start DATA TO PROCESS
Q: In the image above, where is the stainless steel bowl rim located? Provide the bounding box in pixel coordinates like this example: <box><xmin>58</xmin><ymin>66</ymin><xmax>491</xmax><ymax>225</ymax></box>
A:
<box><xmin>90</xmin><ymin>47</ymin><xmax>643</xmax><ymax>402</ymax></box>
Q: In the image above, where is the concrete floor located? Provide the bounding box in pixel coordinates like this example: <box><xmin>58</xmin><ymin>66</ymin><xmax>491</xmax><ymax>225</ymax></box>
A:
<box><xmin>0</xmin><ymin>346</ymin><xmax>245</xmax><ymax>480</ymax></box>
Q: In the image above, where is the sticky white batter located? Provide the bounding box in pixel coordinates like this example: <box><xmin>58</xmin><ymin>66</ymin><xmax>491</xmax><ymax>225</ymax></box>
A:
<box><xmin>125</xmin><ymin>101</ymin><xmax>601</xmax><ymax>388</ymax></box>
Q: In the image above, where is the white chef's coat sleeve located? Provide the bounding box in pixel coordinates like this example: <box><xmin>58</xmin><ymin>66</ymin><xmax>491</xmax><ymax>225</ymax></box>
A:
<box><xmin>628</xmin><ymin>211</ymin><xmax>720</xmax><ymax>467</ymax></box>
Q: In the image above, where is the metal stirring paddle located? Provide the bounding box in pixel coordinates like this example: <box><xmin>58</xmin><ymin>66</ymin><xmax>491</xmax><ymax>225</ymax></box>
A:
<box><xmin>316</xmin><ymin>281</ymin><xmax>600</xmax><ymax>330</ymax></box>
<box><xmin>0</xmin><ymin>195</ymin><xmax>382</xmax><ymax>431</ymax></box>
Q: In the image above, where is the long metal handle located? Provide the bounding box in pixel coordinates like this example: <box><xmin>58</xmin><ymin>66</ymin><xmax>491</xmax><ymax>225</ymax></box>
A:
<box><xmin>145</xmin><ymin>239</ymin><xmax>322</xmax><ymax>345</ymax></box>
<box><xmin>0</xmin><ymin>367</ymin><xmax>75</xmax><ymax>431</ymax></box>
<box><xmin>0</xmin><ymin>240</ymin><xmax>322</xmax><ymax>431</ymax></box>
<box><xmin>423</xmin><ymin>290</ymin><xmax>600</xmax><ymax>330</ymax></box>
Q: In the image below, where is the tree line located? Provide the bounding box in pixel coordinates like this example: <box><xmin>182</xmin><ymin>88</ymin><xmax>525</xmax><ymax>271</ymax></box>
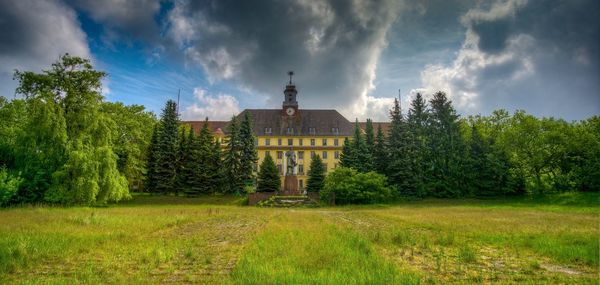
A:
<box><xmin>145</xmin><ymin>100</ymin><xmax>258</xmax><ymax>196</ymax></box>
<box><xmin>340</xmin><ymin>92</ymin><xmax>600</xmax><ymax>198</ymax></box>
<box><xmin>0</xmin><ymin>54</ymin><xmax>156</xmax><ymax>206</ymax></box>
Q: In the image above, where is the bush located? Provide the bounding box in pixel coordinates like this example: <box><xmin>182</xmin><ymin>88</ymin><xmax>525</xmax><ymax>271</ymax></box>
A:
<box><xmin>0</xmin><ymin>168</ymin><xmax>23</xmax><ymax>206</ymax></box>
<box><xmin>321</xmin><ymin>167</ymin><xmax>391</xmax><ymax>204</ymax></box>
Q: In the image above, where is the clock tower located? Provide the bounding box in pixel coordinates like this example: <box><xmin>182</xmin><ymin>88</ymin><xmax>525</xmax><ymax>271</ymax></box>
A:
<box><xmin>283</xmin><ymin>71</ymin><xmax>298</xmax><ymax>116</ymax></box>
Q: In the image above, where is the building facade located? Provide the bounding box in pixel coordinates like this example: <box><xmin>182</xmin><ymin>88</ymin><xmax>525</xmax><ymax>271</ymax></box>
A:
<box><xmin>184</xmin><ymin>79</ymin><xmax>389</xmax><ymax>189</ymax></box>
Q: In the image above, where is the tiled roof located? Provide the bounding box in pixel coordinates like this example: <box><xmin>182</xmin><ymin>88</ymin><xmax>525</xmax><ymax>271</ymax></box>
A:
<box><xmin>358</xmin><ymin>122</ymin><xmax>391</xmax><ymax>136</ymax></box>
<box><xmin>238</xmin><ymin>109</ymin><xmax>354</xmax><ymax>136</ymax></box>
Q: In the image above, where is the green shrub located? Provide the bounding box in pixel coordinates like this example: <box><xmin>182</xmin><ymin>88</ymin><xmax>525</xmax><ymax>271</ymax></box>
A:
<box><xmin>321</xmin><ymin>167</ymin><xmax>391</xmax><ymax>204</ymax></box>
<box><xmin>0</xmin><ymin>168</ymin><xmax>23</xmax><ymax>206</ymax></box>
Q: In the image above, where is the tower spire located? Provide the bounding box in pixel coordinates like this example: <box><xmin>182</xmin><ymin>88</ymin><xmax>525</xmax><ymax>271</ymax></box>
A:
<box><xmin>288</xmin><ymin>70</ymin><xmax>294</xmax><ymax>85</ymax></box>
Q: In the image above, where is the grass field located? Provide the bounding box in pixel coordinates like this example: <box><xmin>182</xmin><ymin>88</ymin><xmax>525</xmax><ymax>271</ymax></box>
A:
<box><xmin>0</xmin><ymin>194</ymin><xmax>600</xmax><ymax>285</ymax></box>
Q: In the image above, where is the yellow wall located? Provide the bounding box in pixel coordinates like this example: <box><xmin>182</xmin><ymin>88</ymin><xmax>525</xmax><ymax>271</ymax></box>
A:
<box><xmin>257</xmin><ymin>136</ymin><xmax>344</xmax><ymax>188</ymax></box>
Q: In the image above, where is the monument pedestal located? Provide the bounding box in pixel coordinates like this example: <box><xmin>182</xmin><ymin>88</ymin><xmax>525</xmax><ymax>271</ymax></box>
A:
<box><xmin>283</xmin><ymin>175</ymin><xmax>302</xmax><ymax>196</ymax></box>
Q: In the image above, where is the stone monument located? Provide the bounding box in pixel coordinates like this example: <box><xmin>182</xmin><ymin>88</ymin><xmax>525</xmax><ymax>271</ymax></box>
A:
<box><xmin>283</xmin><ymin>149</ymin><xmax>301</xmax><ymax>196</ymax></box>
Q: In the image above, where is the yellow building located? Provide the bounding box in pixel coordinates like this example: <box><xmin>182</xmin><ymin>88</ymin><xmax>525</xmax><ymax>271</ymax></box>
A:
<box><xmin>185</xmin><ymin>80</ymin><xmax>387</xmax><ymax>189</ymax></box>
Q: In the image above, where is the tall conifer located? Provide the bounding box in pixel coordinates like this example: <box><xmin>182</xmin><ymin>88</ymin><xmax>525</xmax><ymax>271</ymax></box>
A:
<box><xmin>224</xmin><ymin>116</ymin><xmax>244</xmax><ymax>194</ymax></box>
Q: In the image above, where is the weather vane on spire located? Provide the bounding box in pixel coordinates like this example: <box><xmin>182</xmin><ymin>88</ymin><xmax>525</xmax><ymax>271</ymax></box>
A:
<box><xmin>288</xmin><ymin>70</ymin><xmax>294</xmax><ymax>85</ymax></box>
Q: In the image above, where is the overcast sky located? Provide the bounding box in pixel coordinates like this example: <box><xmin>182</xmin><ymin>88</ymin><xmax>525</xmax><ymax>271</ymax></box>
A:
<box><xmin>0</xmin><ymin>0</ymin><xmax>600</xmax><ymax>120</ymax></box>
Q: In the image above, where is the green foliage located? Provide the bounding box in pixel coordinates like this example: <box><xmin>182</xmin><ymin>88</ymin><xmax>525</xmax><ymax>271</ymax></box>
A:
<box><xmin>238</xmin><ymin>112</ymin><xmax>258</xmax><ymax>184</ymax></box>
<box><xmin>101</xmin><ymin>102</ymin><xmax>157</xmax><ymax>191</ymax></box>
<box><xmin>320</xmin><ymin>167</ymin><xmax>391</xmax><ymax>204</ymax></box>
<box><xmin>257</xmin><ymin>154</ymin><xmax>281</xmax><ymax>192</ymax></box>
<box><xmin>149</xmin><ymin>100</ymin><xmax>179</xmax><ymax>194</ymax></box>
<box><xmin>340</xmin><ymin>119</ymin><xmax>373</xmax><ymax>172</ymax></box>
<box><xmin>386</xmin><ymin>99</ymin><xmax>422</xmax><ymax>197</ymax></box>
<box><xmin>0</xmin><ymin>167</ymin><xmax>23</xmax><ymax>206</ymax></box>
<box><xmin>224</xmin><ymin>116</ymin><xmax>244</xmax><ymax>194</ymax></box>
<box><xmin>306</xmin><ymin>155</ymin><xmax>325</xmax><ymax>192</ymax></box>
<box><xmin>9</xmin><ymin>54</ymin><xmax>129</xmax><ymax>205</ymax></box>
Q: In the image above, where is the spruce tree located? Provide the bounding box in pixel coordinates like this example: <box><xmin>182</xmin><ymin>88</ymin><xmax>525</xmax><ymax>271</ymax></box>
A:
end DATA TO PROCESS
→ **GIVEN REQUEST**
Quote exactly and only the lines from the one holding "Q: In the image above, where is the green foliage" through the end of the data.

→ **THE COMPLETED TASK**
Q: In the image above, where is the green foliage located? Provide the bounding box in pixel coordinates like this example: <box><xmin>182</xmin><ymin>88</ymin><xmax>525</xmax><ymax>271</ymax></box>
A:
<box><xmin>238</xmin><ymin>112</ymin><xmax>258</xmax><ymax>184</ymax></box>
<box><xmin>101</xmin><ymin>102</ymin><xmax>157</xmax><ymax>191</ymax></box>
<box><xmin>320</xmin><ymin>167</ymin><xmax>391</xmax><ymax>204</ymax></box>
<box><xmin>257</xmin><ymin>154</ymin><xmax>281</xmax><ymax>192</ymax></box>
<box><xmin>149</xmin><ymin>100</ymin><xmax>179</xmax><ymax>194</ymax></box>
<box><xmin>340</xmin><ymin>119</ymin><xmax>373</xmax><ymax>172</ymax></box>
<box><xmin>386</xmin><ymin>99</ymin><xmax>422</xmax><ymax>197</ymax></box>
<box><xmin>0</xmin><ymin>167</ymin><xmax>23</xmax><ymax>206</ymax></box>
<box><xmin>224</xmin><ymin>116</ymin><xmax>244</xmax><ymax>194</ymax></box>
<box><xmin>306</xmin><ymin>155</ymin><xmax>325</xmax><ymax>192</ymax></box>
<box><xmin>9</xmin><ymin>54</ymin><xmax>129</xmax><ymax>205</ymax></box>
Q: In the image above, where is the spruce tree located? Provide the bounding box in pixel coordinates like this example: <box><xmin>182</xmin><ymin>88</ymin><xmax>525</xmax><ymax>271</ymax></box>
A:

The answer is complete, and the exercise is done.